SUPPLIED PASSAGE
Anyone who has experienced discrimination due to gender, sexuality, ableism, poverty, or race, has also possibly had traumatic events occur related to oppression. We have been made to feel like we don’t belong. Similarly, it is now recognized that anyone who has been diagnosed with a life threatening disease and gone through treatment such as surgery or chemotherapy, has also likely experienced trauma. 

Trauma is messy. When a person experiences trauma, they experience it with their whole self. Every aspect of who a person is changes the way they experience a traumatic diagnosis or event. The experience can be made better or worse depending on a person’s race, gender, level of disability, class, and many other factors. When a person comes from a group that isn’t the mainstream and they are diagnosed with a serious illness, they may experience something called intersectionality. 

Intersectionality occurs as two or more layers of adverse, fundamental experiences. Being non-white, LGBTQIA+, and  diagnosed with a life altering disease are examples of three layers of intersectionality. 

Imagine having a diagnosis of cancer. Now, imagine you are also a transgender man. When your health care team uses incorrect names or pronouns despite correction, it is clear either they are not listening or they do not respect their patient. It can be traumatic to be unseen both physically and emotionally by your health care team. If this situation resounds with you, know that you are not alone. We can set boundaries with our health care team even during treatment.

WORK TASK
Pick up the passage on trauma and intersectionality in health care after its final sentence and write the next part. The rows that come next have no connection to the passage on trauma and intersectionality.

(Records from a data source)
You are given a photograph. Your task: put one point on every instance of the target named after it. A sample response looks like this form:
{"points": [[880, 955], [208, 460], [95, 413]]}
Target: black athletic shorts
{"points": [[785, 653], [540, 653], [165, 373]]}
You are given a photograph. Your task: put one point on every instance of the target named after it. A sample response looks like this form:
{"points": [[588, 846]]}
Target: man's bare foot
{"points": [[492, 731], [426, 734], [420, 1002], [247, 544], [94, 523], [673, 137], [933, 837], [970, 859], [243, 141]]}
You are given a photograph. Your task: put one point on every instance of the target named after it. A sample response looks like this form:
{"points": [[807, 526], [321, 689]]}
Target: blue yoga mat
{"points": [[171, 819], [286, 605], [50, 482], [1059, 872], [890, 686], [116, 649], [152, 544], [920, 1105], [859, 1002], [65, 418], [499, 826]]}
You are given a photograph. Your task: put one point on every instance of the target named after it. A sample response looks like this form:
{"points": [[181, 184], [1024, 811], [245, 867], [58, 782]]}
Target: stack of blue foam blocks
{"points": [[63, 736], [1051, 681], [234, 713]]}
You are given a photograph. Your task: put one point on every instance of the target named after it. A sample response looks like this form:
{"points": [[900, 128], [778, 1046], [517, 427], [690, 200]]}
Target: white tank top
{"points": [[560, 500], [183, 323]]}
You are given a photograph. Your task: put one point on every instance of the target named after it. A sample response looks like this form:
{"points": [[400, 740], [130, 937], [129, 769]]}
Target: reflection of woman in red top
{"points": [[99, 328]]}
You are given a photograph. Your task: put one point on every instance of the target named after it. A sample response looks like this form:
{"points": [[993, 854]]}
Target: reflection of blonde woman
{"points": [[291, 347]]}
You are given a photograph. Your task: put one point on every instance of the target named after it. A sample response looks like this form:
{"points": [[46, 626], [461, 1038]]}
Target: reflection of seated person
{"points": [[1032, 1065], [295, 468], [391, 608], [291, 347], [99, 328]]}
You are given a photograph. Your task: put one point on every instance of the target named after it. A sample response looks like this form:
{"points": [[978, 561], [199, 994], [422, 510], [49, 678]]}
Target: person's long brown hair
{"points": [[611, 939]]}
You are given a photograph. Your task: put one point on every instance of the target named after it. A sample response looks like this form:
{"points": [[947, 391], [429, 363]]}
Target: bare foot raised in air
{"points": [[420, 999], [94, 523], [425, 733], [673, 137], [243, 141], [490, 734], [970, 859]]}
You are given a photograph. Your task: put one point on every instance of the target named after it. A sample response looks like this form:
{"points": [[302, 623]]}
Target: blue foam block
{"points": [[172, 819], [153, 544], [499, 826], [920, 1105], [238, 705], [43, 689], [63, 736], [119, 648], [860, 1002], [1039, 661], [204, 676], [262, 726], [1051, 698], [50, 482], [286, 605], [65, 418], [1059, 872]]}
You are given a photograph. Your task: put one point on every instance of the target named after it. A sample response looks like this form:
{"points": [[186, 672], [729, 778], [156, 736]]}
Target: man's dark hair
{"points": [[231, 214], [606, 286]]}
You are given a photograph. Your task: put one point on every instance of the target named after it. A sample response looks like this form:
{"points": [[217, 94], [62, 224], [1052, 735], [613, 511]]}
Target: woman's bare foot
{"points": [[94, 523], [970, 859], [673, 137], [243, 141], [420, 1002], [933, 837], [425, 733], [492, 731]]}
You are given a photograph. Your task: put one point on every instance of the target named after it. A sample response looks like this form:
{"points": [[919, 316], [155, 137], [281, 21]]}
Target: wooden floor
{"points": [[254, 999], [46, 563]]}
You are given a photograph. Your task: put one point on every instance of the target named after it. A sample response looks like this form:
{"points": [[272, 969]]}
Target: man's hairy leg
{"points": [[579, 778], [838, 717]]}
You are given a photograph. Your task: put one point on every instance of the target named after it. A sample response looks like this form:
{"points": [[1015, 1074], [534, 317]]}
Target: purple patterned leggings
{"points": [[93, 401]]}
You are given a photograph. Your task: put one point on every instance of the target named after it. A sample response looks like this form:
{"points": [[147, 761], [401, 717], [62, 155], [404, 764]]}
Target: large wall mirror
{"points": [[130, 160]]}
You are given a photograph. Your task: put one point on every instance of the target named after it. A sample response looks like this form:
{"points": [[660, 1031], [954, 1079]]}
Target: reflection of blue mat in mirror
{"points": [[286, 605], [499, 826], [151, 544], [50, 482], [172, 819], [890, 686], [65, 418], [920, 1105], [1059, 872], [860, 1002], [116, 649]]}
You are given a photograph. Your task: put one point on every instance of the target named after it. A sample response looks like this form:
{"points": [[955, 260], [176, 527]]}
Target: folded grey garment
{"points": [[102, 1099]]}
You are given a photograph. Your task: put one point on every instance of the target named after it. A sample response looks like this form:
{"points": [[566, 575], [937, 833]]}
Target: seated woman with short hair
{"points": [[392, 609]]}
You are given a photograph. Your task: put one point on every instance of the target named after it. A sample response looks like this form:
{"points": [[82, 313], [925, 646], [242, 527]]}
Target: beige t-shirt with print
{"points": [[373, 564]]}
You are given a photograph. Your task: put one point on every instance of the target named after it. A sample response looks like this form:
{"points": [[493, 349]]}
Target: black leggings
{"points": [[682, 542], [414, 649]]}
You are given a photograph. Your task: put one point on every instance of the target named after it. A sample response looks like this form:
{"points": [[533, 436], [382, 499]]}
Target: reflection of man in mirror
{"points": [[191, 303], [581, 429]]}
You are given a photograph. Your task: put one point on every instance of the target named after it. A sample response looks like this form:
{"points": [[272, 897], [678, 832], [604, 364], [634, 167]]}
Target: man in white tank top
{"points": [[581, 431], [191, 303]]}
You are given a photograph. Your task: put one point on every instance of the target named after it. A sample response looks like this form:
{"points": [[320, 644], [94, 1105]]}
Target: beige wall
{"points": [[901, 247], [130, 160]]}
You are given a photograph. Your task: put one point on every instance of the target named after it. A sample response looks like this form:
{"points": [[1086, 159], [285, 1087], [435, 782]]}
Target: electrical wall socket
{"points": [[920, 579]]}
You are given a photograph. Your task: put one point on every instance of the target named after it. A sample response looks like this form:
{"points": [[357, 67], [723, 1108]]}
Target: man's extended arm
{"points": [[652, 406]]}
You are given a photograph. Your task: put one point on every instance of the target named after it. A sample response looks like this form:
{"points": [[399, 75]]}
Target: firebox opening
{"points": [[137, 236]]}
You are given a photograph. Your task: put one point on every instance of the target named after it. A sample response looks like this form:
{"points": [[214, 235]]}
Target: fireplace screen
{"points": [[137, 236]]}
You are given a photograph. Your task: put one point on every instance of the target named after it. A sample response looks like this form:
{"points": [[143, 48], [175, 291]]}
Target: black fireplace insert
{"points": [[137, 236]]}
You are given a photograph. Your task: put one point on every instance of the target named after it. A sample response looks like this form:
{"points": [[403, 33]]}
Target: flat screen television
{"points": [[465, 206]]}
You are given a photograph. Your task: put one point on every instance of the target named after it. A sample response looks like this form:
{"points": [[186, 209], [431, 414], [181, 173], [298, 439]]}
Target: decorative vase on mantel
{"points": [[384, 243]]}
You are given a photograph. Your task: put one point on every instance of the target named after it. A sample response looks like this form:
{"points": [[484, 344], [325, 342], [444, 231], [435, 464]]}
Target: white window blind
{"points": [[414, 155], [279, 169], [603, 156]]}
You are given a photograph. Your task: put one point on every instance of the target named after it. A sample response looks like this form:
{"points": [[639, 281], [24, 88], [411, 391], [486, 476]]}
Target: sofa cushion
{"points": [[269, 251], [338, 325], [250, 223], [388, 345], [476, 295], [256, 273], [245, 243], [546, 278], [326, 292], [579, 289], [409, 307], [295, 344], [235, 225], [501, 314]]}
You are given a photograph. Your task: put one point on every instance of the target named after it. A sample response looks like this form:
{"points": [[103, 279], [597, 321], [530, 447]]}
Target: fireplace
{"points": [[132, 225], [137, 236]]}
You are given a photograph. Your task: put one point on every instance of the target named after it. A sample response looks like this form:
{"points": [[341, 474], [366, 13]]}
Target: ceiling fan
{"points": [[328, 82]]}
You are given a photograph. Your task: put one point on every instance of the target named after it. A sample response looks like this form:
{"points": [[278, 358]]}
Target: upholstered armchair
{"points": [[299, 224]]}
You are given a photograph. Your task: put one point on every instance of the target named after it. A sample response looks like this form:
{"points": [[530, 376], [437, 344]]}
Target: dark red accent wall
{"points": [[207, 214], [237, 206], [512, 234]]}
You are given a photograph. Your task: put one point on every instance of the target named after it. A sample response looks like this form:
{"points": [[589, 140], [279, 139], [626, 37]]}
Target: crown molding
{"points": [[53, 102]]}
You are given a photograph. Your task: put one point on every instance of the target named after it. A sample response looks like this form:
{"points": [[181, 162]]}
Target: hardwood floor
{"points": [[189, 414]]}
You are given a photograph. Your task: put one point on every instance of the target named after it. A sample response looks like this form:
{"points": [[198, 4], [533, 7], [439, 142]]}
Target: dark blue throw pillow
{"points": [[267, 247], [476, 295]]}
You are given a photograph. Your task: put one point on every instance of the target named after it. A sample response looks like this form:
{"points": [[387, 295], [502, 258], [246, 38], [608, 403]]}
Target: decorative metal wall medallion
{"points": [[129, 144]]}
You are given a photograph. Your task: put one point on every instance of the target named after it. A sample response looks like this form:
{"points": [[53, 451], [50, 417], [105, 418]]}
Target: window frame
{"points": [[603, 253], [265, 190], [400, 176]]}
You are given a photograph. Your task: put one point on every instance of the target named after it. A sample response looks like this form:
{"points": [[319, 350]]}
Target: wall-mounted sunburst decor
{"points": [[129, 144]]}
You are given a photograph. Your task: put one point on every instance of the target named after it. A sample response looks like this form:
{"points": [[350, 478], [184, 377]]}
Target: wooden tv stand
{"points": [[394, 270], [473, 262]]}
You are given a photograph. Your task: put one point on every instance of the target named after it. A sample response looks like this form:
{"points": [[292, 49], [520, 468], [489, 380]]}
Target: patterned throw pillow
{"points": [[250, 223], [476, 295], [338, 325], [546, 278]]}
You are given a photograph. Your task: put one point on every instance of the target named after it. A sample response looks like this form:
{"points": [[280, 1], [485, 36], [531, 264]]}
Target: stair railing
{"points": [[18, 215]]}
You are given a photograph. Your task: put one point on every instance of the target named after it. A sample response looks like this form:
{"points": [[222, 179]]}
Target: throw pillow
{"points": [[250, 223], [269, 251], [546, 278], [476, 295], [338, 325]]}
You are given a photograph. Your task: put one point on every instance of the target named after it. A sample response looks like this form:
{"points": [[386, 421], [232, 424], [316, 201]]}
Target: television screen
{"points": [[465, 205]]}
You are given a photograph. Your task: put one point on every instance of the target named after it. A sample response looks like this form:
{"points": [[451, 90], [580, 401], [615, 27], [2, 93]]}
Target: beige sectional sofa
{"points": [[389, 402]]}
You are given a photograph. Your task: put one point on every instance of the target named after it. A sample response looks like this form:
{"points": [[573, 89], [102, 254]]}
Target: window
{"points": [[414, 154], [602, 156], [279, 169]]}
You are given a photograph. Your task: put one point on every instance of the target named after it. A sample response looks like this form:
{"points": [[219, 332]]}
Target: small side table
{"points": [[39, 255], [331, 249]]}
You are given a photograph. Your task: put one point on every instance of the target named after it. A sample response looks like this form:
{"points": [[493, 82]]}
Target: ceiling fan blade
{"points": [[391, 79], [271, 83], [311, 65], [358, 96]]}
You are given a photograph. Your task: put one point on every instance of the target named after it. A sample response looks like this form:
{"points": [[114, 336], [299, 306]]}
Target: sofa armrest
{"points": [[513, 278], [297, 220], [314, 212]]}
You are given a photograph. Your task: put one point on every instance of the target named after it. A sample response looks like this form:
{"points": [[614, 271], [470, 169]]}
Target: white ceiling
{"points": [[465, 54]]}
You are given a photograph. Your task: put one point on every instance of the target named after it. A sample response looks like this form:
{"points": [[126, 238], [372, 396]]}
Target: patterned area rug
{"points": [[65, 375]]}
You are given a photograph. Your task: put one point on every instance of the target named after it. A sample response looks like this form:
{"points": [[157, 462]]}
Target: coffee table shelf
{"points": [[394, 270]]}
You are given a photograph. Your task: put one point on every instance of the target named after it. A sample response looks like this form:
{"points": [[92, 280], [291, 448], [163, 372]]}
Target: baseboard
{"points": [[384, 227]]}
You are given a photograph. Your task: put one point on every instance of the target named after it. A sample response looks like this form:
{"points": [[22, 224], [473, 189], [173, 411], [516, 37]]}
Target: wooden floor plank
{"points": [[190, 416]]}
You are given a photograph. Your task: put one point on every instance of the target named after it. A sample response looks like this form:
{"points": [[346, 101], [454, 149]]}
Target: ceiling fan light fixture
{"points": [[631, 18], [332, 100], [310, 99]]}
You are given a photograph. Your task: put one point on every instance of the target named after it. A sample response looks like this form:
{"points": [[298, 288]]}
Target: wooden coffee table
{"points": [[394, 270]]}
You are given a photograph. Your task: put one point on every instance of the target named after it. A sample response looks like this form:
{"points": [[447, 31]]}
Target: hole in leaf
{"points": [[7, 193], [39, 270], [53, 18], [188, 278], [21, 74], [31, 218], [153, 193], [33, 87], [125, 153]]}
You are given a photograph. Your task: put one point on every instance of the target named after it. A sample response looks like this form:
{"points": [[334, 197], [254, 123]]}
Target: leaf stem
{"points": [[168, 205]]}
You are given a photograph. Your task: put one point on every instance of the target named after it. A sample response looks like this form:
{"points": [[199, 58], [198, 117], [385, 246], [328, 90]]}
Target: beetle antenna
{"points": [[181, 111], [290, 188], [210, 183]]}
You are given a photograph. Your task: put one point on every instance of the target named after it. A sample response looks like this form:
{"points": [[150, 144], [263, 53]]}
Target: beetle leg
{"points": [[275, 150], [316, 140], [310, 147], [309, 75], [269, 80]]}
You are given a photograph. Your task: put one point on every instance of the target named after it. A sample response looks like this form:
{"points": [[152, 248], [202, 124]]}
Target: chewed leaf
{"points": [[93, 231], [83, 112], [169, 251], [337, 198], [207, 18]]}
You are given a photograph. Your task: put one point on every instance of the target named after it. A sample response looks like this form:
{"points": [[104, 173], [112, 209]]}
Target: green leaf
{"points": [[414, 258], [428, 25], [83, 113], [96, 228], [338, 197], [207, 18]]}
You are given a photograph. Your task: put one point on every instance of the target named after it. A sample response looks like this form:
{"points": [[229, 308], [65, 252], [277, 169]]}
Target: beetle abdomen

RESULT FOR THIS TASK
Intersectionality can compound layers of trauma - it often becomes bigger, messier, and harder to cope. For some, it can be impossible to avoid compounding layers of intersectional trauma. However, it is possible to acknowledge your unique experiences, and begin the healing process.  

A key part of treating trauma is open discussion about how pervasive it is. We can reduce the stigma of carrying the burden silently. It's advantageous for everyone to recognize where we've had adverse experiences, and how that impacts our immediate reactions in the present. We're glad you're here even considering your own trauma.

Trauma from a Patient's Perspective

Our Brain and Body

Our brain's natural process of creating patterns both protects us as well as leads to traumatic reactions. To help understand why, we could also ask the question why don't animals in the wild develop symptoms of trauma or post traumatic stress disorder after daily life threatening events?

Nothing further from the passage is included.